--- Task details ---
If a line below contains the string "house", copy it out.

--- Data extracts ---

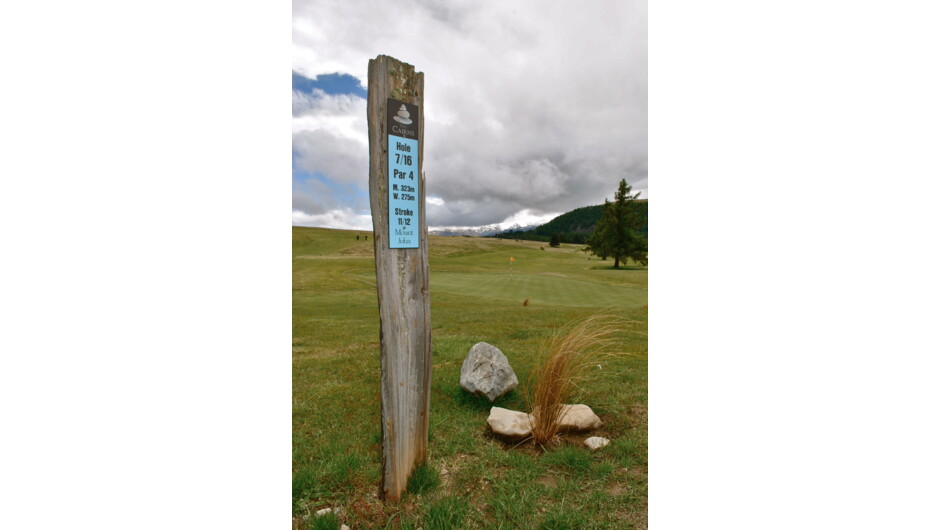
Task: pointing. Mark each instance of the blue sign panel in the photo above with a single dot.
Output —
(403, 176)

* * *

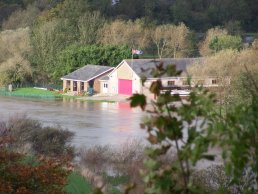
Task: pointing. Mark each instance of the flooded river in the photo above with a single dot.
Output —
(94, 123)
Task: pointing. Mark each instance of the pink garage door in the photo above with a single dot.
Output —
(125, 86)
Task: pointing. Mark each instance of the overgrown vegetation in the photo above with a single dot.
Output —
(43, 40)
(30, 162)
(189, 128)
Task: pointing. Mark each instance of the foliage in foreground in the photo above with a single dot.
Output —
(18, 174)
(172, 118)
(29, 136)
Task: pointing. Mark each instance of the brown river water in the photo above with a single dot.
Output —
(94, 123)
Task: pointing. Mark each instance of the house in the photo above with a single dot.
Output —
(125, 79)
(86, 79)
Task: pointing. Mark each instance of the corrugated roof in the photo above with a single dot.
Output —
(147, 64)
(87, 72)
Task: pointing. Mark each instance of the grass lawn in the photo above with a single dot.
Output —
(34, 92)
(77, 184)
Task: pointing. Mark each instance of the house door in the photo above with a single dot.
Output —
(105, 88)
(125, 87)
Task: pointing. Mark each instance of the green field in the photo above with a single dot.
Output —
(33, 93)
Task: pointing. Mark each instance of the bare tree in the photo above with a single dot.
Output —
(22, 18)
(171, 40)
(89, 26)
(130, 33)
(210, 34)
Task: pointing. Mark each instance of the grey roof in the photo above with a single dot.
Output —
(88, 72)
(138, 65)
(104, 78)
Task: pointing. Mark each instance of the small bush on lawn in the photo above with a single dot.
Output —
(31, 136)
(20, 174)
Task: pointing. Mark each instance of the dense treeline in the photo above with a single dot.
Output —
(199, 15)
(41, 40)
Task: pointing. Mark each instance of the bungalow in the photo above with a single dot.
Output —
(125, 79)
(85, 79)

--- Result below ---
Task: pointing. Mark each instance of the house in the photo above with a single dot.
Task: pointing. Mark each instance of the house door in the photo above with a single dot.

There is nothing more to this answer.